(Set problem a)
Update the listing between the lines holding "The keypoint for" and "223), (181, 286)]", inclusive, so that "rough bark texture" becomes "peeling bark texture" and nothing else changes.

Education was one of the things that claimed a lot of attention. We
did a lot of planning. I wasn't by myself in that. I had a great deal
of help through the Department of Education.
Penal
reform was very much the same thing. We did develop, and Bill Meechum
here whom you know was a great help to me in setting up, probation and
parole. He headed the work in Virginia. He was with the newspaper here
and he is retired and living in Norfolk now. You probably know him.
I had fine help in that way and then the third one that was there.
(Sweeney: was
the public health measures). Well, public health measures was just an
ongoing thing that we were struggling with all the time. The sewage
disposal plants and those issues we were working on in the Congress
before I left the Congress and pressed along in Virginia. So, I think
Frank Fuller's ummary there is probably right. I have no preference
of one. I worked on them all and enjoyed the thing and worked with a
lot of other people, without whose help I wouldn't have gotten anywhere
and the state wouldn't have gotten anywhere.
Sweeney: One reform that
you brought about early in your administration was the abolition of the
old fee system of compensating sheriffs and city sergeants. You placed
them on a salary basis, and even Governor Byrd wasn't too enthusiastic
about doing that back in the '20's. I wondered, did you encounter much
resistance from the sheriffs and sergeants about putting them on a salary
basis?
Darden: No,
I didn't encounter any great resistance but I didn't detect any enthusiasm
to that end. There again the groundwork had been laid, and a right good
part by Vivian Paige of Norfolk who was a Senator. He'd worked on it
very hard, along with other members in the Assembly who'd worked on
it hard, and just showed that this fee system business didn't make any
sense. It was abused terribly in some parts of Virginia. It turned into
a collection agency for the individuals in office of making out of the
job whatever they could make. It was antiquated and had long outlived
its usefulness, if it ever had been useful. Of course it started in
a day when the salary would have been so meager nobody would have taken
it probably. There was no real opposition there. I don't think the Organization
was pleased or took well to it, and that you can understand because
it was part and parcel of the Organizational muscle.
14
Sweeney: You appointed
a commission to study suffrage legislation, and this committee included
repeal of the poll tax among its recommendations -- of course you endorsed
that repeal of the poll tax. How did the leaders of the Byrd Organization
react to that recommendation?
Darden: Well,
they were enthusiastic about it. Prieur was on that commission as a
matter of fact and worked hard on it and threw his weight over in the
commission toward the repeal. It was defective in that the repeal was
surrounded by so many safeguards, or what they thought were safeguards,
that it didn't turn out to be anything that the legislature did anything
with or that we accomplished much. I felt that the poll tax was... I
never thought that it was as wicked as many people thought. I did feel
that probably it would enlarge the electorate. It has enlarged the electorate
to a degree, but still in Virginia we sit around the house and don't
go vote when the time comes. This governorship fight is the stiffest
I remember between Godwin and Howell. A million dollars was spent on
each side and was a terribly hard fought campaign. Half of the qualified
people in Virginia sat home and didn't even take the trouble to go down
to the polls and vote. Now, the issue there was pretty well drawn between
those candidates and well stated, and the opportunities exploited in
a way. The levying of a poll tax and then the idea of people forgetting
to pay it and not being permitted to vote was just kind of cock-eyed
and ought to have been done away with.

(Stored data)

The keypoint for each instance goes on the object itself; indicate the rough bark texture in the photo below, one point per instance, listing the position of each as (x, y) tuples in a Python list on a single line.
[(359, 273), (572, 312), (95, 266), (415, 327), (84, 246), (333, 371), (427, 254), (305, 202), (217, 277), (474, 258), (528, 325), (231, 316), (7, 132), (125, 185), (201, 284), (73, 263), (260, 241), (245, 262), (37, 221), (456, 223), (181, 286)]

---

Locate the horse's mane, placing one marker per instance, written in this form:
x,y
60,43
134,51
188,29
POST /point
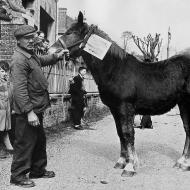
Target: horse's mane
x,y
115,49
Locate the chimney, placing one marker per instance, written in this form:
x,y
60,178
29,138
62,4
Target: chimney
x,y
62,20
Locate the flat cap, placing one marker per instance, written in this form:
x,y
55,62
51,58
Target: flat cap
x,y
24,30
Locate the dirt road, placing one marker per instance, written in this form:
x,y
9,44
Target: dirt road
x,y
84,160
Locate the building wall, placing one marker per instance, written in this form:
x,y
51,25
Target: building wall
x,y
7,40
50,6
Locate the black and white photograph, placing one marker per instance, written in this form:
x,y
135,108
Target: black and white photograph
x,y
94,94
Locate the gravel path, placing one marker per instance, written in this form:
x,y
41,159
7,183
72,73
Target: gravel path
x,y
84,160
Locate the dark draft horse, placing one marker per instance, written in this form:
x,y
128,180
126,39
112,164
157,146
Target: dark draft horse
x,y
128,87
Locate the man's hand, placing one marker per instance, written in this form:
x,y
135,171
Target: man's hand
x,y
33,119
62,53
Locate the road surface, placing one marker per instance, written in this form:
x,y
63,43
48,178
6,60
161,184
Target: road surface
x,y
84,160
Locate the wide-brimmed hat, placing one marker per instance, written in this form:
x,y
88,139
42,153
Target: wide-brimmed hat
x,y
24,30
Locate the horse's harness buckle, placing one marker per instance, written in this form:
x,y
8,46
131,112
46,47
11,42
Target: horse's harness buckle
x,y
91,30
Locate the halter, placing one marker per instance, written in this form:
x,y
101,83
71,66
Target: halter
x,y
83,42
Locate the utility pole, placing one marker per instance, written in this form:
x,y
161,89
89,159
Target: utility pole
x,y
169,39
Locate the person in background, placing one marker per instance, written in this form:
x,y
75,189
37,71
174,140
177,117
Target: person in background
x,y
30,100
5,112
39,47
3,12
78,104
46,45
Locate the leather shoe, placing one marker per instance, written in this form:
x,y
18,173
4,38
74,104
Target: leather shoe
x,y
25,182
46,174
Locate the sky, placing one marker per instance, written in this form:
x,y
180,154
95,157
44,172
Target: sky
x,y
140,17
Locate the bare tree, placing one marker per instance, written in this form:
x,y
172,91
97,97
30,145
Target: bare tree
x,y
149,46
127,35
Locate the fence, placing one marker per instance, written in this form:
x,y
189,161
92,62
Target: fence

--

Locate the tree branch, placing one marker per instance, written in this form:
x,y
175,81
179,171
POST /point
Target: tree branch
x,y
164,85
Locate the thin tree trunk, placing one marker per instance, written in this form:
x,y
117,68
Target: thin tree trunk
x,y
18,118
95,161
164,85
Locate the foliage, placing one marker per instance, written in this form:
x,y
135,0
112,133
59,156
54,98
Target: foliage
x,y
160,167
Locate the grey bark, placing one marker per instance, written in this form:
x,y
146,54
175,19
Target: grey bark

(Set problem b)
Extend the interview on Virginia's reforms onward from its final sentence.

(Answer a)
The keypoint for each instance goes on the object itself; indicate the peeling bark texture in the photo below, one point per instance, listing the position of each as (x, y) tuples in a Python list on a single line.
[(359, 273), (572, 312), (95, 266), (415, 327), (84, 246), (333, 371), (427, 254), (305, 202), (217, 277), (474, 258), (528, 325), (231, 316), (7, 132), (125, 185), (201, 284), (73, 263), (260, 241), (245, 262), (37, 221), (456, 223), (181, 286)]

(Answer b)
Sweeney: You had
a recent television interview with Charles Hartig and you remarked that
in World War II (of course the war overshadowed your administration as
Governor) that Virginians did not seem to realize the dangers to which
they were personally exposed. Could you elaborate on that point?
Darden: Yes,
well I didn't mean that the Virginians couldn't particularly. I don't
think the United States as a whole realized how terrible a threat they
were facing in Hitler's bid for a world empire. It came far closer to
succeeding than people generally realize. Now, our people here, as I
remember the talk with Charlie Hartig, our people here I thought did
not realize the danger of a disruption of life by German submarines
that were sinking ships off Virginia Beach and right in the entrance
of the harbor here where at times people could stand on the beach and
see the ships sink. I didn't believe that they realized the danger of
the Germans using some of their advanced submarines to shell Norfolk
city. I happened to know about them because we heard about them on a
Naval committee. The
15
Germans had some heavy submarines with large guns on the deck that they could pull the tarpaulin off and turn loose and put shells at some distance, 10 or 15 miles. I never thought they could invade us here, but I felt that if they could shell the city or stick one of the Naval installations and set fire, that they could create a good deal of disorder and fright. And that's what I meant when I said that I didn't think our people down here realized the danger. Now the people who were engaged in Civil Defense did, because we met down there once a week or once every two weeks. I'd drive down there in the afternoon from Richmond and we'd have a meeting either here or over in Hampton and Newport News or Portsmouth. And we would discuss our affairs. They were alert. They knew the danger that we were confronted with, but the great mass of our people did not, and some of them were right restive under the blackout. They didn't think they ought to be blacked out, didn't think it amounted to a damn, and they thought we were thoughtless and careless in insisting on it.
Sweeney: During the period from the late 1930's to the 1960's, the leadership of the Virginia Democratic Party began to refuse support to the National Democratic Ticket. What do you think has been the long-range effect of Senator Byrd's golden silences on the development of the political patterns in the state?
Darden: Well, I just don't know. That's a question that I can't answer. I think the golden silence more nearly reflected the thinking in the state than the activity in the state reflected Harry's golden silence. He was a very effective organizer and leader. He was also good at gauging public opinion. I think his leadership in the effort had an effect, but just how great the effect was I don't know. There isn't any doubt that as time went on, Virginia tended to drift away from the Democratic Ticket.
Sweeney: That might have played some part in it.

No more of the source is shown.